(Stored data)
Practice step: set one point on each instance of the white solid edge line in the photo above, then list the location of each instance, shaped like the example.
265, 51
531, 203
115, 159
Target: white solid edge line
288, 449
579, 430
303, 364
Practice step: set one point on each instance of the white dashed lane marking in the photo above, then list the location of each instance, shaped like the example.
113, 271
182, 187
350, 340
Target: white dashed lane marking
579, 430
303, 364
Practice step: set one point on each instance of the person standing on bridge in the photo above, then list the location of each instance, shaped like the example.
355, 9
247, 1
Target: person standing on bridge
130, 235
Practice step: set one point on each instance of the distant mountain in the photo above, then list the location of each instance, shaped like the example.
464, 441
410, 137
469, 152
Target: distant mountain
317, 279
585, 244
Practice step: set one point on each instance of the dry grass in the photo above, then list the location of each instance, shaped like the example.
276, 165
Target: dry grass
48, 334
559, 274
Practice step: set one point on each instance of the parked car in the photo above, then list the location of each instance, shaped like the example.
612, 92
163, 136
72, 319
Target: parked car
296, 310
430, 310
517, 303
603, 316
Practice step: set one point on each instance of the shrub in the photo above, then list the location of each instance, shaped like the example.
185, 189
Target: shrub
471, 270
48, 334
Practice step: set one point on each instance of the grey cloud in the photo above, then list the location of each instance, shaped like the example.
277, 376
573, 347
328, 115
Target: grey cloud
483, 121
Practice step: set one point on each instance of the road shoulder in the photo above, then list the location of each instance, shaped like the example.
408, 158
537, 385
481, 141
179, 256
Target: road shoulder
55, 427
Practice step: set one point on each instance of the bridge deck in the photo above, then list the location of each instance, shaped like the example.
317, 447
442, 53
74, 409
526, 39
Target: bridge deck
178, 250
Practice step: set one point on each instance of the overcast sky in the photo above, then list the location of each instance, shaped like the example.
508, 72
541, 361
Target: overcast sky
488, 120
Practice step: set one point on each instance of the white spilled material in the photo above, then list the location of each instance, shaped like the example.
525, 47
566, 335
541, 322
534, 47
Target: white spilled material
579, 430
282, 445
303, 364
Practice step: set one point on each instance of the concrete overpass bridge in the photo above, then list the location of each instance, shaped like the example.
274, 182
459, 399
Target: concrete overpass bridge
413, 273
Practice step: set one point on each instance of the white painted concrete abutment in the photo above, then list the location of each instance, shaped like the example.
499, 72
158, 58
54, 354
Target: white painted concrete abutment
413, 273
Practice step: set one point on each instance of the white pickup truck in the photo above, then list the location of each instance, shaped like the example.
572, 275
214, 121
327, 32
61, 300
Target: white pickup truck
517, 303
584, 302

Problem statement
Write out the listing again, replacing "shaped like" with "formatted like" wherever it occurs and keeping all else unchanged.

Finished answer
Practice step: set one point on each instance of the white solid edge line in the photo above, then list the location of each instance, formatted like the example.
265, 51
531, 203
115, 159
Target: white solid edge line
288, 449
579, 430
303, 364
Practice step: set one point on each instance of the white dashed lane marking in the photo above, then list the location of each instance, formatted like the example.
113, 271
182, 187
350, 340
Target: white dashed lane marking
579, 430
303, 364
Practice step: set one point on each instance of the person standing on bridge in the photo above, then list the location of each instance, formatted like the example.
355, 9
247, 1
Target: person standing on bridge
130, 235
Practice step: set one point on each instance of the distant mountain in the photo above, then list the location of each instance, formatted like the example.
464, 441
410, 137
469, 152
Target: distant mountain
317, 279
585, 244
Practice step: set one point on each instance of the dry grass in the photo above, then list the location of each instance, formatted like the example.
276, 165
Target: dry grass
48, 334
559, 274
Practice step: set one point on each instance of the parked car in the photo above, then list the location of each instance, formatted like the example.
612, 92
163, 136
72, 319
Target: parked car
296, 310
430, 310
517, 303
603, 316
Practice step: set one point on each instance of the shrub in the photo above, then list the location of each instance, formatted like the example.
185, 189
Target: shrub
471, 270
48, 334
Practice step: set one point on each instance of the grey cloud in the photo above, then list the location of each instance, formatted like the example.
277, 376
573, 347
328, 115
Target: grey cloud
483, 121
Practice step: set one point on each instance of the road shoulder in the photo above, then list the location of each instance, formatted like the example.
408, 158
537, 385
481, 141
179, 256
Target: road shoulder
55, 427
Practice step: set one point on each instance of the bridge deck in the photo above, then list the location of each instance, formatted like the example.
317, 447
442, 53
74, 409
526, 39
Target: bridge deck
178, 250
Practice step: set one point on each instance of the overcast sky in the photo above, then list the location of each instance, formatted like the example.
508, 72
541, 361
Target: overcast sky
488, 120
Practice step: set one point on each instance of the white spilled material in the photo above, then list the location of each instance, formatted like the example.
525, 47
566, 335
541, 322
534, 47
Target: white spilled material
579, 430
282, 445
303, 364
Practice step: set one point on each instance of the concrete overpass bridge in the photo above, then list the location of each instance, formatted like the example.
274, 182
459, 399
Target: concrete overpass bridge
413, 273
Practice step: set one point on each instance of the white painted concrete abutment in the photo above, then list the location of each instance, formatted like the example.
499, 72
158, 58
54, 354
Target: white painted concrete abutment
413, 273
Practice step: set one point on each instance of the white pickup truck in the photo above, then list the location of each instance, formatted like the example.
572, 275
214, 121
327, 32
61, 300
Target: white pickup truck
517, 303
584, 302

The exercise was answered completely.